SELECTED EXCERPT:
------------------------

Welcome to Day 3–a key pivot point–of your Blueprint.
By now, you’ve heard me say this isn’t about restriction—it’s about rhythm.
Yesterday we anchored your morning metabolism.
Today we focus on when you eat and how your body responds when you create space.
The Drop
Eat in a Window
Constant Eating = Constant Insulin = Constant Cravings
Every time you eat—yes, even “just a little snack”—your insulin rises. And when insulin is constantly elevated, your body stays locked in sugar-burning mode, which means:
Fat stays stored
Cravings keep coming
Your energy never really stabilizes
It’s like your body’s waiting for the sugar train to arrive… all day long.
Here's Why This Creates Cravings
When your body’s always expecting fuel, your hunger hormones get confused:
Ghrelin (your hunger hormone) never gets the memo to quiet down
Leptin (your fullness signal) stops working as efficiently
You feel hungry—even when you just ate
So instead of eating because you’re hungry, you eat because your blood sugar dipped… again. This is you if you find the food noise getting louder and louder.
Here’s The Fix:
Stop Feeding the Roller Coaster
Fasting gives your body the break it needs to reset those signals.
A gentle 12–14 hour overnight fast helps:
Lower insulin back to baseline
Normalize hunger cues (so you know when you’re actually hungry)
Reduce cravings because your body isn't stuck waiting for its next quick sugar hit

Amber’s Note
Good news! water & black coffee are still ok and do not break a fast. Fasting was surprisingly the first time I wasn’t thinking about food all day.

------------------------

ENTRIES SUPPLIED:
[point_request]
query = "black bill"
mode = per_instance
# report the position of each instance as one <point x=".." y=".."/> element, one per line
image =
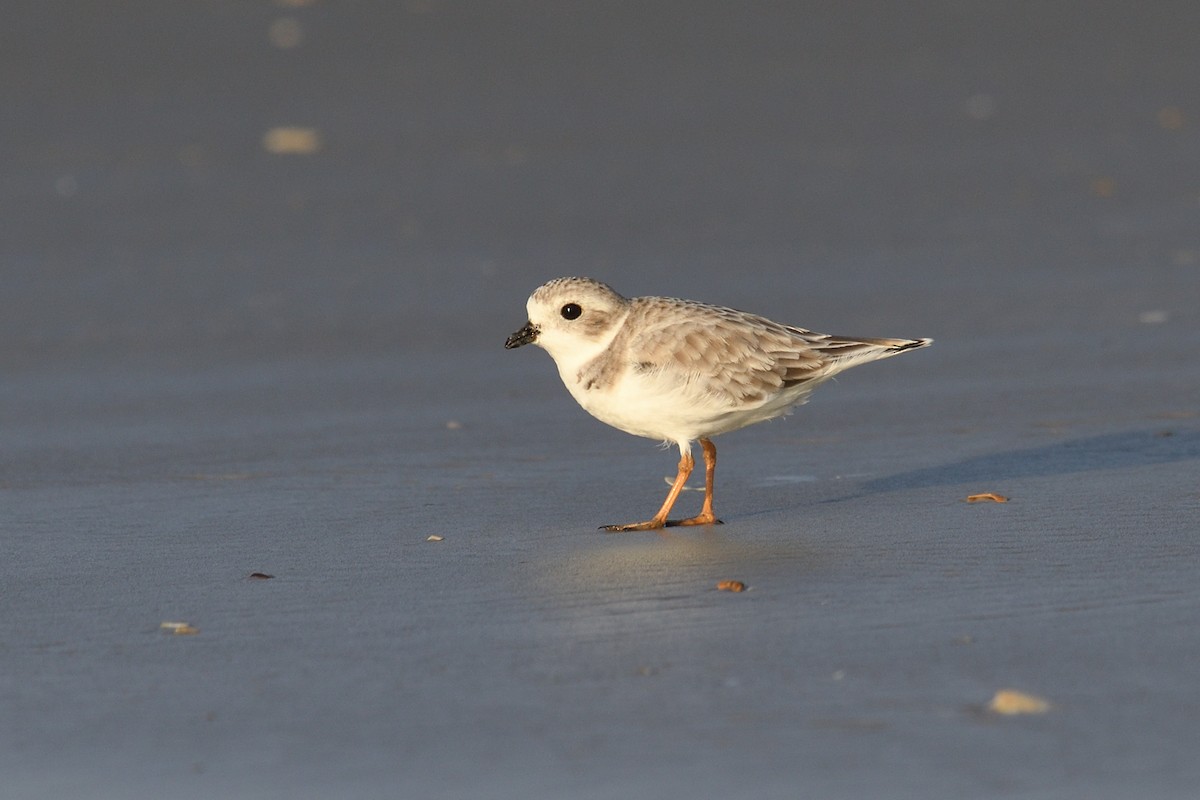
<point x="525" y="336"/>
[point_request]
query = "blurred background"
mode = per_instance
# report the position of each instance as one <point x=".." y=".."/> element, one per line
<point x="215" y="180"/>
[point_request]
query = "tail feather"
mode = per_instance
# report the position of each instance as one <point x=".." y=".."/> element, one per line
<point x="847" y="352"/>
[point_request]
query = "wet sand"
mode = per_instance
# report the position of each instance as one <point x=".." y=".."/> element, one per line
<point x="221" y="360"/>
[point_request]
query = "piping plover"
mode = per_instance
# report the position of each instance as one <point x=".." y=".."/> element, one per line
<point x="682" y="371"/>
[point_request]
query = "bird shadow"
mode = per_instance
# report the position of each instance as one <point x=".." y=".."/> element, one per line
<point x="1109" y="451"/>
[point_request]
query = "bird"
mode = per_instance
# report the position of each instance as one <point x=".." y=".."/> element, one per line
<point x="681" y="371"/>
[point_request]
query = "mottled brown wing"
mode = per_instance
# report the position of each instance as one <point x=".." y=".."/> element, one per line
<point x="749" y="358"/>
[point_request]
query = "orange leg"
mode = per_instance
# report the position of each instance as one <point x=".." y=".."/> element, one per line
<point x="687" y="463"/>
<point x="706" y="516"/>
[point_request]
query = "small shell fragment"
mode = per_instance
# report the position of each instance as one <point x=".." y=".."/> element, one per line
<point x="987" y="497"/>
<point x="1011" y="702"/>
<point x="292" y="140"/>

------------------------

WORK ITEM:
Continue the Day 3 lesson on eating in a window, starting right after its last sentence.

WRITTEN ANSWER:
My chocolate cravings chilled. My hunger made more sense.
And I stopped feeling like my body was broken—it just needed rhythm.
12:12 Framework
Let's get you more aware of your eating windows
Try 12 hours of eating, 12 hours of fasting.
Example: Eat between 8am and 8pm, then rest your digestion overnight.
What this gives you:
Lower insulin = more metabolic flexibility
Time for fat burn and hormone repair
Better sleep, digestion, and fewer cravings
A body that finally feels safe to let go
Today’s Simple Shift
Pick your 12-hour eating window today
and stick with it for 3 days
Just observe how you feel—no pressure, just presence.
Ready for More? Let’s Sync with Your Cycle
If you’ve already nailed your 12:12 rhythm and want to go deeper, here’s your next step:
Sync your fasting with your cycle
Because your hormones shift week by week—and your food, fasting, and movement should shift too.
As a certified Fast Like a Girl Coach, here’s a simplified guide:
Cycle-Syncing Fasting Guide
This is the ultimate Midlife wellness tool. We were never taught how to work with our cycle, only how to suppress or ignore it. But when you finally connect to your hormonal rhythm, you unlock more energy, easier fat loss, better moods, and a deeper sense of self-trust.
Day 1–10
Follicular Phase
Best time for longer fasts (13–17 hours)
Hormones are low, so your body can handle a little push
Great for fat burning, mental clarity, and metabolic flexibility
Day 11–15
Ovulation Phase
Ease up on long fasting
Focus on nutrient-rich meals, protein + healthy carbs
Cortisol can spike—support your nervous system
Keep fasts gentle (12–15 hours max)
Day 16–28
Luteal Phase
No aggressive fasting
Support progesterone by reducing stress + adding more healthy carbs
Prioritize rest, warmth, sleep, and nourishment
Stick with 12 hours or less and focus on calm rhythms
bleed week
Menstruation
Gentle movement + deeply nourishing meals
Hydration and minerals matter more than ever
Not Cycling?
Use the moon as your guide
New Moon = Day 1 for a "cycle"

amber’s note
I was never a person who could “fast.”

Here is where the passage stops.